- Required action
Type out the listing again, exactly, with every line included.

- Task data

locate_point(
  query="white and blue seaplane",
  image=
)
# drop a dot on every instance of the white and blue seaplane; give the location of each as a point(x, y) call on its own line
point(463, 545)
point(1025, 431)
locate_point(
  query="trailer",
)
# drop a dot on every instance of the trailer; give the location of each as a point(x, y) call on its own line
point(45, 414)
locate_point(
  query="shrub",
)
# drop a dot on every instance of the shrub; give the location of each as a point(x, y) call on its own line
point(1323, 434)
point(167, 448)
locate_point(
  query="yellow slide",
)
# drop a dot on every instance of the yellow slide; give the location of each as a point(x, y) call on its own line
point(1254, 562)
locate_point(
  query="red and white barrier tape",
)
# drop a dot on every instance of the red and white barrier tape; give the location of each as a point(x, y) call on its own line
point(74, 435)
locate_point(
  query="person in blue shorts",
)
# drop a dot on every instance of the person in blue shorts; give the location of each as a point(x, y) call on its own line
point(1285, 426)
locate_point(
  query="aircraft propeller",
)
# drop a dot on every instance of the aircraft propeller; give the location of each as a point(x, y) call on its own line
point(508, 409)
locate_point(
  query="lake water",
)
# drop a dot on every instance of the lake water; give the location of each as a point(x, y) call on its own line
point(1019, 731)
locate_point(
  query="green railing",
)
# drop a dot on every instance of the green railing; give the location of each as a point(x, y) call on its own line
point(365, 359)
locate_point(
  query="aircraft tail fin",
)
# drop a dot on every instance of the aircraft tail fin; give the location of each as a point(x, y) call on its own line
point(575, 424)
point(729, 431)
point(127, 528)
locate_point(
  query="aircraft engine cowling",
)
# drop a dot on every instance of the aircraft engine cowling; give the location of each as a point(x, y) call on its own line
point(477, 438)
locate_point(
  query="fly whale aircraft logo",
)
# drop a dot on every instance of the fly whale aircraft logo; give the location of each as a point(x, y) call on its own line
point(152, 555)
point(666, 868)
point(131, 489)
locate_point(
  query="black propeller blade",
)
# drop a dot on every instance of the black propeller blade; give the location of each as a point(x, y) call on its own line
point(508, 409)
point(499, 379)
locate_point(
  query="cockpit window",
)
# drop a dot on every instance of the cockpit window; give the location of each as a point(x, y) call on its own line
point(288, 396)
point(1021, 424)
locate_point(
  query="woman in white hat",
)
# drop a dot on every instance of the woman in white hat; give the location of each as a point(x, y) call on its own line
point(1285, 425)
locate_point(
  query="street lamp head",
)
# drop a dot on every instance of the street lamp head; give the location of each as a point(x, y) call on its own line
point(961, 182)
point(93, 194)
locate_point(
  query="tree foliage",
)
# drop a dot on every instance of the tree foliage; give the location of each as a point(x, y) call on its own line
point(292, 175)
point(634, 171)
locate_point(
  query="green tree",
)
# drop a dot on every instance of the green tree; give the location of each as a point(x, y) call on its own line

- Solved exercise
locate_point(
  query="white and blue seaplane",
  image=
)
# drop a dot on every instance of the white and blue seaplane; give the location of each as a point(x, y) call on its own line
point(463, 545)
point(1025, 431)
locate_point(
  query="trailer",
)
# drop a dot on every instance of the trailer; give the location of each as a point(x, y) call on its own line
point(45, 414)
locate_point(
  query="shrub",
)
# drop a dot on every instance of the shrub; give the location of each as a point(x, y) call on its own line
point(1323, 434)
point(167, 448)
locate_point(
  query="yellow slide",
)
# drop a dot on every instance of the yellow slide; give the location of each as a point(x, y) call on its own line
point(1254, 562)
locate_point(
  query="red and white barrier tape",
)
# drop a dot on every instance of the red and white barrier tape; give the location of each as a point(x, y) call on its own line
point(74, 435)
locate_point(
  query="person in blue shorts",
)
# drop a dot on every instance of the person in blue shorts; give the location of each as a point(x, y) call on its own line
point(1285, 426)
locate_point(
  query="aircraft propeller",
)
# drop a dot on every instance of the aircraft propeller; give the location of each as a point(x, y) call on its own line
point(508, 409)
locate_point(
  query="lake water",
)
# drop a dot on every instance of the lake water; give the location of each as a point(x, y) call on its own line
point(1019, 731)
locate_point(
  query="green railing",
)
# drop a dot on every instance of the green railing; give the location of each as a point(x, y) call on its own line
point(365, 359)
locate_point(
  query="aircraft tail fin",
)
# drop a dot on every instance of the aircraft tail fin; give the location of each as a point(x, y) call on its own line
point(575, 424)
point(729, 431)
point(127, 528)
locate_point(
  query="aircraft engine cowling",
)
# drop a dot on every instance of the aircraft engine cowling; give the location of each as a point(x, y) call on its own line
point(477, 438)
locate_point(
  query="fly whale aircraft logo",
)
# drop a dot on every instance of the fly whale aircraft logo; give the location of each as a point(x, y) call on its own line
point(152, 555)
point(666, 868)
point(131, 489)
locate_point(
  query="black propeller blade",
)
# drop a dot on every instance of the black propeller blade; give the location of each as a point(x, y) call on its own line
point(508, 409)
point(499, 379)
locate_point(
  query="cockpit window",
)
# drop a dot on every instance of the cockpit window; give the location of each as a point(x, y) call on its own line
point(288, 396)
point(1021, 424)
locate_point(
  query="woman in white hat",
)
# drop a dot on every instance of the woman in white hat; give the location of each as a point(x, y) call on its own line
point(1285, 425)
locate_point(
  query="street lamp head",
)
# drop a dot on every instance of the street lamp head; give the location of each as a point(x, y) call on its own line
point(961, 182)
point(93, 194)
locate_point(
  query="tree foliage",
)
# drop a dot on every instance of the tree foliage; give the location of each as a point(x, y) call on its own line
point(292, 175)
point(634, 171)
locate_point(
  query="green tree",
)
# drop a dot on every instance of the green tree; give the location of each as a point(x, y) call on its own line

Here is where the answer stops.